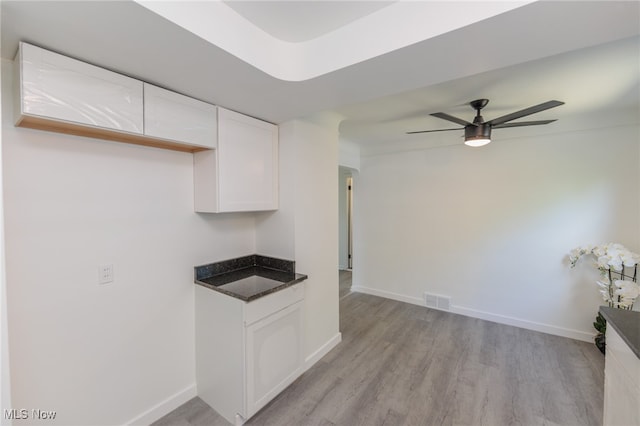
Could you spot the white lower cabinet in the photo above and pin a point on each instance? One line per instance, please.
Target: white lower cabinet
(621, 383)
(247, 353)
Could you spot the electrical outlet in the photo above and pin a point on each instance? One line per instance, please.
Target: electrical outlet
(105, 274)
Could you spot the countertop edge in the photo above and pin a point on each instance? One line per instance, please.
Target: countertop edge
(626, 323)
(299, 278)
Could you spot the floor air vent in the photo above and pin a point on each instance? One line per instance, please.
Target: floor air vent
(437, 302)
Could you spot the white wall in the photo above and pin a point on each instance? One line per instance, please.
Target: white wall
(491, 227)
(5, 382)
(306, 223)
(103, 354)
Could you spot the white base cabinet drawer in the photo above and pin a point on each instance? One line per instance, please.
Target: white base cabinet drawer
(274, 356)
(246, 353)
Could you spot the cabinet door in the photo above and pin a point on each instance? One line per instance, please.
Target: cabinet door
(274, 355)
(172, 116)
(247, 162)
(57, 87)
(621, 383)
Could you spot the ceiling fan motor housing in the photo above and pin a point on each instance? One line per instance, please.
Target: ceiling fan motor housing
(479, 131)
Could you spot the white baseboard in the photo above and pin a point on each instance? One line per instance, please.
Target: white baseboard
(322, 351)
(501, 319)
(529, 325)
(388, 295)
(164, 407)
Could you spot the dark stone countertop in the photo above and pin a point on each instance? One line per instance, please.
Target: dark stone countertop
(626, 323)
(248, 278)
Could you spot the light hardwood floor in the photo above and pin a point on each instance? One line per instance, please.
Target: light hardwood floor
(401, 364)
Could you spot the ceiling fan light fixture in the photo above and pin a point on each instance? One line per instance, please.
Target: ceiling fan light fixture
(477, 134)
(476, 142)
════════════════
§ ABOUT THIS EXERCISE
Return every record exactly, minus the pictures.

§ RESULT OF THE EXERCISE
Could you spot the white lower cabinet in the photo above and pin a point on each instance? One line per instance, please.
Target: white lower cabinet
(621, 383)
(247, 353)
Could you spot the electrical outlet in the photo above and pin a point on each instance? One line per instance, please.
Target: electrical outlet
(105, 274)
Could you spot the countertop edge in the photo above and pin a point on each instance? One line per instance, please.
Target: countertop edge
(626, 323)
(299, 278)
Could you spot the floor air vent in the photo above and pin a point on each instance? One line per instance, please.
Target: floor air vent
(437, 302)
Could you spot the white wall in the photo above and pin a point on each instance? One line per instance, please.
Target: white wall
(491, 227)
(5, 382)
(306, 223)
(103, 354)
Could you spot the white base cabinet drawer in the photo above and pin a point on each instance? One line per instance, please.
Target: white base cabinet drawer
(274, 356)
(246, 353)
Could you spot the cabinet door in the photo above and pin a point on each instance? One line per instance, please.
Target: cabinet door
(274, 355)
(172, 116)
(247, 162)
(57, 87)
(621, 383)
Could you spot the ceiling fan motor housing in the photo above and pin a point on each instance? One line per instance, please.
Target: ceiling fan motor housing
(479, 131)
Could you spot the white baseboard in the photo above and pin a point on each instance? One line per instance, please.
Target: white baseboard
(322, 351)
(501, 319)
(529, 325)
(388, 295)
(164, 407)
Could you spot the dark stone countertop in the photo above and pin a point on each instance? One line per instance, please.
Target: dark stone countertop
(626, 323)
(248, 278)
Could you spot the light hardwood floor in the photo above and pin a point on each instance? One line per instance, please.
Target: light hardwood floor
(401, 364)
Could you spot the ceiling fan light fixture in the photo above and pin a point on each instance? One line per instance, please.
Target: ceiling fan light fixture
(477, 134)
(476, 142)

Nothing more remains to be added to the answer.